### Written request:
Retype every line of the items below, keeping each character unchanged.

(Excerpt from a dataset)

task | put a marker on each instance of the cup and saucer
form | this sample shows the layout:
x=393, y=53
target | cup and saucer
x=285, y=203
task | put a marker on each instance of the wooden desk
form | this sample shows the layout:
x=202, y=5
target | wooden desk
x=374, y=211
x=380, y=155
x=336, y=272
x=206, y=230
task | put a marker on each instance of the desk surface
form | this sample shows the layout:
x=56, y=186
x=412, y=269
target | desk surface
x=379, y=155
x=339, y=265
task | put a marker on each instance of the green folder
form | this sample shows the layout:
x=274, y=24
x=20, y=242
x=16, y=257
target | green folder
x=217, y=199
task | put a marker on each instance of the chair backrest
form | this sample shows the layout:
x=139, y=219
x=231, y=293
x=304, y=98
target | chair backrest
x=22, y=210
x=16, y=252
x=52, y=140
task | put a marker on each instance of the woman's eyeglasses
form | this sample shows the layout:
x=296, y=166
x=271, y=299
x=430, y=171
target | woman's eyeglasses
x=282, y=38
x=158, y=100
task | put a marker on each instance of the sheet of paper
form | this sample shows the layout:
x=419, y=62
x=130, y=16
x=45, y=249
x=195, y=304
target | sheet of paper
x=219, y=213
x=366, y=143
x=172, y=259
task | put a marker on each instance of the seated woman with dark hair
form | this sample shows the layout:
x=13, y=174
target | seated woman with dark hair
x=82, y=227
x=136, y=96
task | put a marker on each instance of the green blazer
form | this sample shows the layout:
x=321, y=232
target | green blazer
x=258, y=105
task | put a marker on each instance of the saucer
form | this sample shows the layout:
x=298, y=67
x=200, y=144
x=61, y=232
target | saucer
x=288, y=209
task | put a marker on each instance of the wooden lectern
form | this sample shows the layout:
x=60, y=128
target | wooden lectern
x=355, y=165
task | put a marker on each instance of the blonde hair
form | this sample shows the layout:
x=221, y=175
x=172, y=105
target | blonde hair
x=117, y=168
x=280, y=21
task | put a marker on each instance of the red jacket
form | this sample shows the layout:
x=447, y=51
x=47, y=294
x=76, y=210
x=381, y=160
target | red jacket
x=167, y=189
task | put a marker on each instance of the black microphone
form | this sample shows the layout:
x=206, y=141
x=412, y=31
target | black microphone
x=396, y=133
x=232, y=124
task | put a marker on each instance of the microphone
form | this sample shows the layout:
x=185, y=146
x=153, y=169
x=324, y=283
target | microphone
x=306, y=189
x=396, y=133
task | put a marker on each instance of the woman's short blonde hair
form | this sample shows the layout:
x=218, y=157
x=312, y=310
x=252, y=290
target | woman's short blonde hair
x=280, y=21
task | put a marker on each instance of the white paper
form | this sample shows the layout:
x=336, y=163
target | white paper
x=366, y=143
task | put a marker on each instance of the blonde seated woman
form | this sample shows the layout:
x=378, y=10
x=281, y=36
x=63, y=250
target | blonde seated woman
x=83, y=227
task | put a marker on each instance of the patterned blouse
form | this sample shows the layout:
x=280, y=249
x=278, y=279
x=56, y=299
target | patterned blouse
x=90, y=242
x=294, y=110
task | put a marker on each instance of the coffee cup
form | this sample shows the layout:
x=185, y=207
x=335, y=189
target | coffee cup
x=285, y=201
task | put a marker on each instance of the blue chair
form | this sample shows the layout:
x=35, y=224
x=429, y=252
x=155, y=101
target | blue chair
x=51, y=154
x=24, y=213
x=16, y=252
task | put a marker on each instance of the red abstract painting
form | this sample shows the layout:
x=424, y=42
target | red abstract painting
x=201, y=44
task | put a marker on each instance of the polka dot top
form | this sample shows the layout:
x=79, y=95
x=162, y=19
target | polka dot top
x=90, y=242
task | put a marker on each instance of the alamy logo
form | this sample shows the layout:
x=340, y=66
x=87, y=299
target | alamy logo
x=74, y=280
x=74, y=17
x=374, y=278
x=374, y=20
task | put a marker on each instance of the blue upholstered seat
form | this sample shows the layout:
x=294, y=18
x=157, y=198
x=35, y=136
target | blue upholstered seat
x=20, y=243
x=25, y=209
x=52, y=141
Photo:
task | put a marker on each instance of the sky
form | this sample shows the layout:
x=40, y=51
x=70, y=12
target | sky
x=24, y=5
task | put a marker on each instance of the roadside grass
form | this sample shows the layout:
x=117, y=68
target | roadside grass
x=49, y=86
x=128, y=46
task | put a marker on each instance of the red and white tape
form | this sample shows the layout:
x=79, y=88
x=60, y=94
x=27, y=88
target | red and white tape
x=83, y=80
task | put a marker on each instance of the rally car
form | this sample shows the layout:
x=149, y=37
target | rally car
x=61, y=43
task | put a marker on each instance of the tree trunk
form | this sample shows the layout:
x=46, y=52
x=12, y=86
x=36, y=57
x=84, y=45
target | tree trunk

### Solution:
task | put a marker on each instance of the cup and saucer
form | this sample shows the layout:
x=393, y=53
target | cup and saucer
x=285, y=203
task | put a marker on each instance of the wooden desk
form | this sample shows the layout:
x=202, y=5
target | wooden desk
x=374, y=211
x=380, y=155
x=336, y=272
x=206, y=230
task | put a marker on each instance of the desk surface
form | this sample shows the layout:
x=56, y=186
x=412, y=269
target | desk surface
x=379, y=155
x=339, y=265
task | put a marker on each instance of the green folder
form | this sample shows the layout:
x=274, y=24
x=20, y=242
x=16, y=257
target | green folder
x=217, y=199
task | put a marker on each instance of the chair backrest
form | this sample shows the layout:
x=139, y=219
x=231, y=293
x=304, y=98
target | chair backrest
x=22, y=210
x=16, y=252
x=52, y=140
task | put a marker on each instance of the woman's eyeglasses
form | this sample shows the layout:
x=296, y=166
x=271, y=299
x=430, y=171
target | woman's eyeglasses
x=282, y=38
x=158, y=100
task | put a marker on each instance of the sheet of paper
form | this sample shows the layout:
x=419, y=62
x=130, y=16
x=45, y=249
x=195, y=304
target | sheet of paper
x=219, y=213
x=366, y=143
x=172, y=259
task | put a marker on each instance of the seated woman with dark hair
form | this sample shows the layout:
x=13, y=174
target | seated woman with dark hair
x=82, y=227
x=136, y=96
task | put a marker on each instance of the green blazer
form | this sample shows the layout:
x=321, y=232
target | green blazer
x=258, y=105
task | put a marker on each instance of the saucer
form | this sample shows the layout:
x=298, y=67
x=200, y=144
x=61, y=232
target | saucer
x=288, y=209
task | put a marker on each instance of the wooden lectern
form | this sample shows the layout:
x=60, y=128
target | wooden lectern
x=355, y=165
task | put a marker on each instance of the blonde hair
form | this sample shows the layout:
x=221, y=175
x=172, y=105
target | blonde hair
x=117, y=168
x=280, y=21
task | put a marker on each instance of the red jacket
form | this sample shows the layout:
x=447, y=51
x=47, y=294
x=76, y=210
x=381, y=160
target | red jacket
x=167, y=189
task | put a marker on each instance of the black microphone
form | this sample shows the layout:
x=206, y=141
x=412, y=31
target | black microphone
x=396, y=133
x=232, y=124
task | put a marker on each instance of the microphone
form | this sample shows the layout:
x=185, y=146
x=153, y=169
x=324, y=283
target | microphone
x=306, y=189
x=396, y=133
task | put a marker on each instance of the woman's short blonde hair
form | this sample shows the layout:
x=218, y=157
x=312, y=310
x=252, y=290
target | woman's short blonde hair
x=280, y=21
task | put a marker on each instance of the white paper
form | this sample shows the layout:
x=336, y=163
target | white paper
x=366, y=143
task | put a marker on each instance of the blonde seated woman
form | this sample shows the layout:
x=378, y=10
x=281, y=36
x=63, y=250
target | blonde seated woman
x=83, y=227
task | put a marker on each instance of the patterned blouse
form | this sample shows the layout:
x=280, y=249
x=278, y=279
x=56, y=299
target | patterned blouse
x=90, y=242
x=294, y=110
task | put a marker on each instance of the coffee cup
form | this sample shows the layout:
x=185, y=207
x=335, y=189
target | coffee cup
x=285, y=201
task | put a marker on each instance of the blue chair
form | this sample shows the layout:
x=35, y=224
x=429, y=252
x=155, y=101
target | blue chair
x=51, y=154
x=24, y=213
x=16, y=252
task | put a marker on each instance of the red abstract painting
form | this sample shows the layout:
x=424, y=42
target | red abstract painting
x=201, y=44
task | put a marker on each instance of the polka dot top
form | this sample shows the layout:
x=79, y=95
x=162, y=19
target | polka dot top
x=90, y=242
task | put a marker on each instance of the alamy logo
form | this sample shows the layout:
x=340, y=66
x=87, y=299
target | alamy logo
x=74, y=280
x=74, y=17
x=374, y=278
x=374, y=20
task | put a marker on each instance of the blue upholstered seat
form | this sample shows the layout:
x=294, y=18
x=157, y=198
x=35, y=136
target | blue upholstered seat
x=20, y=243
x=25, y=209
x=52, y=141
Photo:
task | put a marker on each instance of the sky
form | this sample shows the layout:
x=40, y=51
x=70, y=12
target | sky
x=24, y=5
task | put a marker on each instance of the roadside grass
form | this sample shows the layout:
x=117, y=68
target | roadside grass
x=49, y=86
x=128, y=46
task | put a marker on each instance of the red and white tape
form | this sample shows the layout:
x=79, y=88
x=60, y=94
x=27, y=88
target | red and white tape
x=83, y=80
task | put a marker on each instance of the rally car
form | this sample shows the layout:
x=149, y=37
target | rally car
x=61, y=43
task | put a marker on each instance of the tree trunk
form | this sample shows the layout:
x=46, y=52
x=12, y=86
x=36, y=57
x=84, y=45
target | tree trunk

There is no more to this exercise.